** START Given records **
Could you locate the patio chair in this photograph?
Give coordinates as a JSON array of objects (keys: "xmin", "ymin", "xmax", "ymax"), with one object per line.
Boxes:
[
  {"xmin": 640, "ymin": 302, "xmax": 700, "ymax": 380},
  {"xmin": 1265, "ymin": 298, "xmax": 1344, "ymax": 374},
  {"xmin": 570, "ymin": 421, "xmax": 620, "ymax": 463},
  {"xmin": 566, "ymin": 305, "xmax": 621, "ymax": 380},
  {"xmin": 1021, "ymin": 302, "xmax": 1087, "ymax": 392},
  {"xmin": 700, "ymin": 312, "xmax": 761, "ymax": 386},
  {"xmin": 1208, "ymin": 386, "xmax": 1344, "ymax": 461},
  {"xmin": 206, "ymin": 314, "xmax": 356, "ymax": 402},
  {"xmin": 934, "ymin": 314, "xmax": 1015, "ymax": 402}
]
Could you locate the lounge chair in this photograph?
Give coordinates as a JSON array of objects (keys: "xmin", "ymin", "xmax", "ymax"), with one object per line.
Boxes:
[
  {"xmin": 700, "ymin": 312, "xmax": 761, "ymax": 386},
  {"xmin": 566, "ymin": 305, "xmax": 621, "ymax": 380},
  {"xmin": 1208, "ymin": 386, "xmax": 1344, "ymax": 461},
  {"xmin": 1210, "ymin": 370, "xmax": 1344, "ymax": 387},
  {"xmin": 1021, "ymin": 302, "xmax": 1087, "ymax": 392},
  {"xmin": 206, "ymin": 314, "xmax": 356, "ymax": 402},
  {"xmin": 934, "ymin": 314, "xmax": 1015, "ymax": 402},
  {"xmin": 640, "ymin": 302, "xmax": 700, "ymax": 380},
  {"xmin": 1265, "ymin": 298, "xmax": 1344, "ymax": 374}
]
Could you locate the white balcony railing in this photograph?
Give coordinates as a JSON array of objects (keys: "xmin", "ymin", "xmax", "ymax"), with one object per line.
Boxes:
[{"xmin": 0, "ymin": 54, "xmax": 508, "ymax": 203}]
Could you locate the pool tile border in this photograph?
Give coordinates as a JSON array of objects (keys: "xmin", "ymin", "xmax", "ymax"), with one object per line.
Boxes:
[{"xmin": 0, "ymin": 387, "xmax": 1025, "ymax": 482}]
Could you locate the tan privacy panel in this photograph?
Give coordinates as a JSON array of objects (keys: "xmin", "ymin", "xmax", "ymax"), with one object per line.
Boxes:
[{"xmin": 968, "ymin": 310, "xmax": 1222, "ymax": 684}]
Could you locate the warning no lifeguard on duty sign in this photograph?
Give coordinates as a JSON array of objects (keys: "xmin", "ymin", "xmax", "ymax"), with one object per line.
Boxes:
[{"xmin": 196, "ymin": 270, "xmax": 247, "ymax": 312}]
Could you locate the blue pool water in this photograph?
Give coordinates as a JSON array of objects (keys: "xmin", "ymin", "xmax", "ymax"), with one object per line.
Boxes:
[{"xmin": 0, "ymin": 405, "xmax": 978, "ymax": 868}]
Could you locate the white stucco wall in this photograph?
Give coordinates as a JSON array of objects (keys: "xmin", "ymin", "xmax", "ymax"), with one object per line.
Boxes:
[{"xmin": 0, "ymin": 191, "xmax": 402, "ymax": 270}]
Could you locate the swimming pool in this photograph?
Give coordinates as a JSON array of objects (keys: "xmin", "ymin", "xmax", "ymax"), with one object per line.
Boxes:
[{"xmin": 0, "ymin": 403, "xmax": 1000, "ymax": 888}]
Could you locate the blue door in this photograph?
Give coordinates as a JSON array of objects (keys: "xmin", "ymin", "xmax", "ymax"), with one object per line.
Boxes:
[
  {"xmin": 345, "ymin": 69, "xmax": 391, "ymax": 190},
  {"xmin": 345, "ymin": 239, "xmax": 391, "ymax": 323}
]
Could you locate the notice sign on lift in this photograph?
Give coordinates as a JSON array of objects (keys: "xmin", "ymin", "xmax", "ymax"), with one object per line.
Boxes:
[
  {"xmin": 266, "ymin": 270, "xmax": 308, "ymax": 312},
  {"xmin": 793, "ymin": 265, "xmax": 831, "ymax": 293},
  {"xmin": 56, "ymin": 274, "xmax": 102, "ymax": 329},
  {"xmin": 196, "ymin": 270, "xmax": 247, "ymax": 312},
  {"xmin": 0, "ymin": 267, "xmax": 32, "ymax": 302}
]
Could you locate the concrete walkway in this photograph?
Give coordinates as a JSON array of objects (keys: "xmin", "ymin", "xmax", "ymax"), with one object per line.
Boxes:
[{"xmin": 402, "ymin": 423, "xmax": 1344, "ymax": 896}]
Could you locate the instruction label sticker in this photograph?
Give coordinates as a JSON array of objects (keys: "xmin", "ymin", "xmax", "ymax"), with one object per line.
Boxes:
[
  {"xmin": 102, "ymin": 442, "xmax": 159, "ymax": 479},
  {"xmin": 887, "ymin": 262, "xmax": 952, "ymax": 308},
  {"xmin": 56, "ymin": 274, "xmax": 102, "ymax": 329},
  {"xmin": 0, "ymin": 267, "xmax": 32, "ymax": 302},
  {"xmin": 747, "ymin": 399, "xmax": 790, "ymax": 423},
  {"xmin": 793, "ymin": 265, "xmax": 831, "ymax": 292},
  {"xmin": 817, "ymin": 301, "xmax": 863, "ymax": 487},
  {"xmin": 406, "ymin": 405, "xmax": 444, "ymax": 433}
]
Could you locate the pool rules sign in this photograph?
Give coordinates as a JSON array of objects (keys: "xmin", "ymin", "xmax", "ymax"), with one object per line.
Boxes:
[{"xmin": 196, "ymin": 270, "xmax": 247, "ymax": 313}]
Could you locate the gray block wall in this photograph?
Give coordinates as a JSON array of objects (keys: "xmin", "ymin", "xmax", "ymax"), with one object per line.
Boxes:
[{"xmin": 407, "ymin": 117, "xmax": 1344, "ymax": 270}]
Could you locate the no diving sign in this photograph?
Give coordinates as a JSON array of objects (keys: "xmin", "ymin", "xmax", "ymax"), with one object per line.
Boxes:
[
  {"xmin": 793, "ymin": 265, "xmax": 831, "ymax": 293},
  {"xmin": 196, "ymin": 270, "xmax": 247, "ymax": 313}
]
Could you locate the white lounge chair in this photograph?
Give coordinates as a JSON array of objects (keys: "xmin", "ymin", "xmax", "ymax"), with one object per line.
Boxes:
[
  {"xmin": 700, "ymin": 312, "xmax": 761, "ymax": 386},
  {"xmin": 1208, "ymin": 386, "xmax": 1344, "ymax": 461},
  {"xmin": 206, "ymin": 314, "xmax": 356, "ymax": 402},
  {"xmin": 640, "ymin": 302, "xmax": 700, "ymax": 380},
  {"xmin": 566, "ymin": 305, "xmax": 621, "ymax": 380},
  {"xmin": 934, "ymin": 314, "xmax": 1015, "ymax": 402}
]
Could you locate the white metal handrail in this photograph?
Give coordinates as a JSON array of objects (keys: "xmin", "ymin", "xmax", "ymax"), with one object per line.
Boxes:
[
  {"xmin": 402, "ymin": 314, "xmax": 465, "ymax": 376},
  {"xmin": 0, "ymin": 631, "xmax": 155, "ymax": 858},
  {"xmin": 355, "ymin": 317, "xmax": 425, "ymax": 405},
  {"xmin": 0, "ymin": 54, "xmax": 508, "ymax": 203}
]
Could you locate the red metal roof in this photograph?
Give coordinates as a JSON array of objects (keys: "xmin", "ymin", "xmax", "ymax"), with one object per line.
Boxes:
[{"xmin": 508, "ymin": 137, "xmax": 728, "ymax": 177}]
** END Given records **
** START Given records **
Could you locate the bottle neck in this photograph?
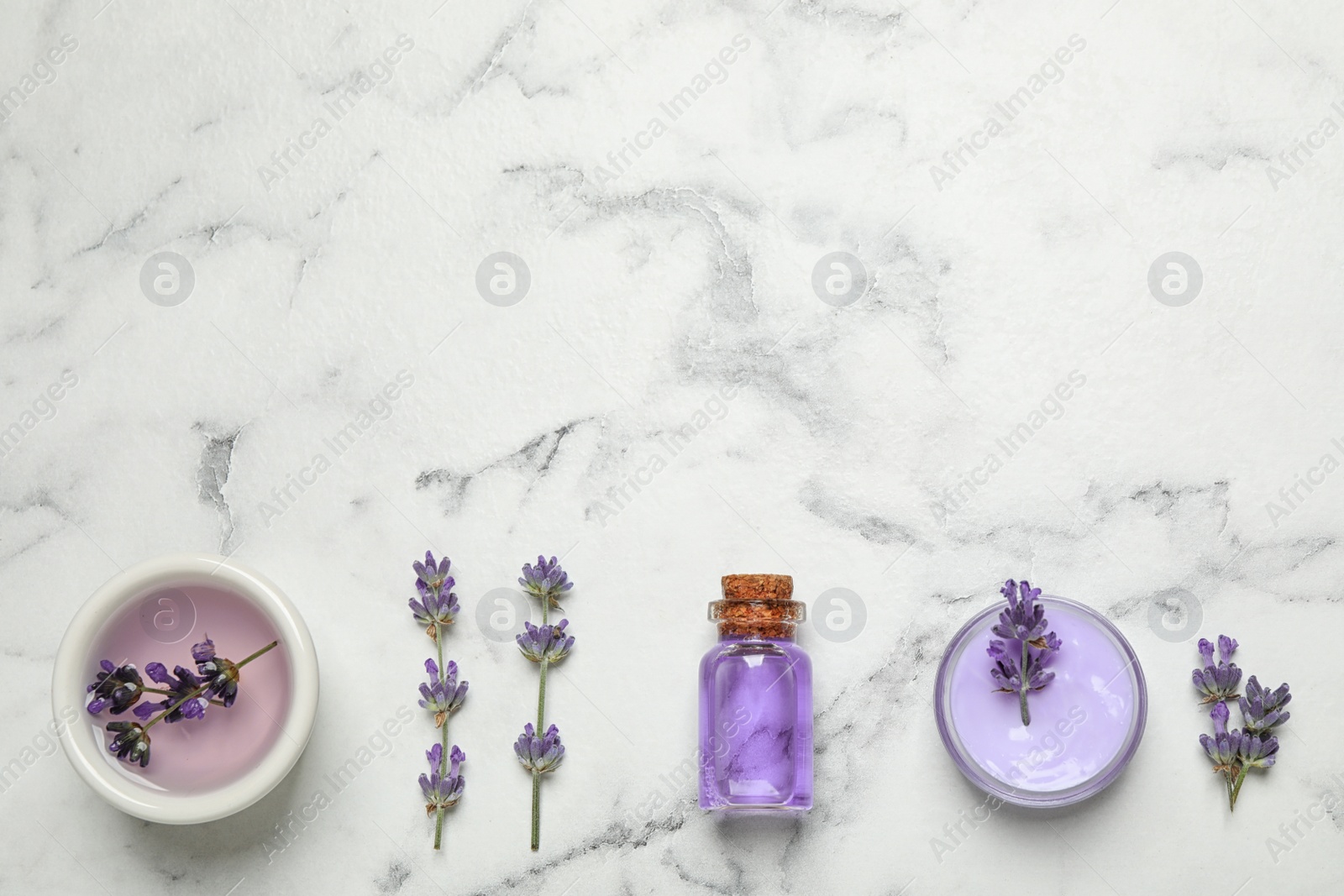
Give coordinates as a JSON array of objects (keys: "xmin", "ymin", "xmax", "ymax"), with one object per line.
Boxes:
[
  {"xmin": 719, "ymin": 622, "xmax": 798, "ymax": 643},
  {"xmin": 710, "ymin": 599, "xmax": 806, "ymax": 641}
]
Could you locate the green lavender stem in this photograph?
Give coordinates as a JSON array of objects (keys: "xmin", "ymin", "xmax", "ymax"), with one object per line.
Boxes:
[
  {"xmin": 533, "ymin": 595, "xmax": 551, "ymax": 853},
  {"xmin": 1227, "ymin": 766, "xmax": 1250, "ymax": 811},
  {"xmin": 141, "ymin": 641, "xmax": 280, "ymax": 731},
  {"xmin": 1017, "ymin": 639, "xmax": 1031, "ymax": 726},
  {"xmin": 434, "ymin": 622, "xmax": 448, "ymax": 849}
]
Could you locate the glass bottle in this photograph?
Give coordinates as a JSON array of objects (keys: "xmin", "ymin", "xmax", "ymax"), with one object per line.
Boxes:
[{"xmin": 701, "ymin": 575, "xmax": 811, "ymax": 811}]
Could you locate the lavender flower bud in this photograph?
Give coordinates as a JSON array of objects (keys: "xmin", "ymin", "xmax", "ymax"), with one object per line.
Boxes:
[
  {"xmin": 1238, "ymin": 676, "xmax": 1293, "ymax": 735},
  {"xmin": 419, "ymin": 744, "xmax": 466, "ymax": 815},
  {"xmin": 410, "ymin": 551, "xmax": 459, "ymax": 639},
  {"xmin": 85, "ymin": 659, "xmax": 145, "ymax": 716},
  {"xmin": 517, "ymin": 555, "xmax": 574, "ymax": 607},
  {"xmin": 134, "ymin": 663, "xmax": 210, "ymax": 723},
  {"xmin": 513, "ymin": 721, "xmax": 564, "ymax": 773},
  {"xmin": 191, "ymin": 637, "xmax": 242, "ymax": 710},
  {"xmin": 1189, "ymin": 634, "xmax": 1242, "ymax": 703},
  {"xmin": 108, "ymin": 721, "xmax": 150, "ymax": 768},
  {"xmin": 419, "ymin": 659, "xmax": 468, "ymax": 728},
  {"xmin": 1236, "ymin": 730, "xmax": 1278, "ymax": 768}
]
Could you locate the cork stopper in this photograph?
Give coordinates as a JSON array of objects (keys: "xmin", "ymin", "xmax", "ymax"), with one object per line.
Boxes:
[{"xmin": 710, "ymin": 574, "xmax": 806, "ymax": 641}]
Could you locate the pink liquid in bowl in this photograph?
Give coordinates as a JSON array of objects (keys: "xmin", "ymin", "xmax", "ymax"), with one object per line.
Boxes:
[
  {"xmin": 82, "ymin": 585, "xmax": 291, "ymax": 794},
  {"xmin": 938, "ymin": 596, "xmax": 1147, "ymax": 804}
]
** END Given records **
What is asked: Copy out every line of the material above that contains the word "wall". Matches must have the same case.

Full solution:
Could you locate the white stucco wall in this photograph?
Could you locate the gray block wall in this photograph?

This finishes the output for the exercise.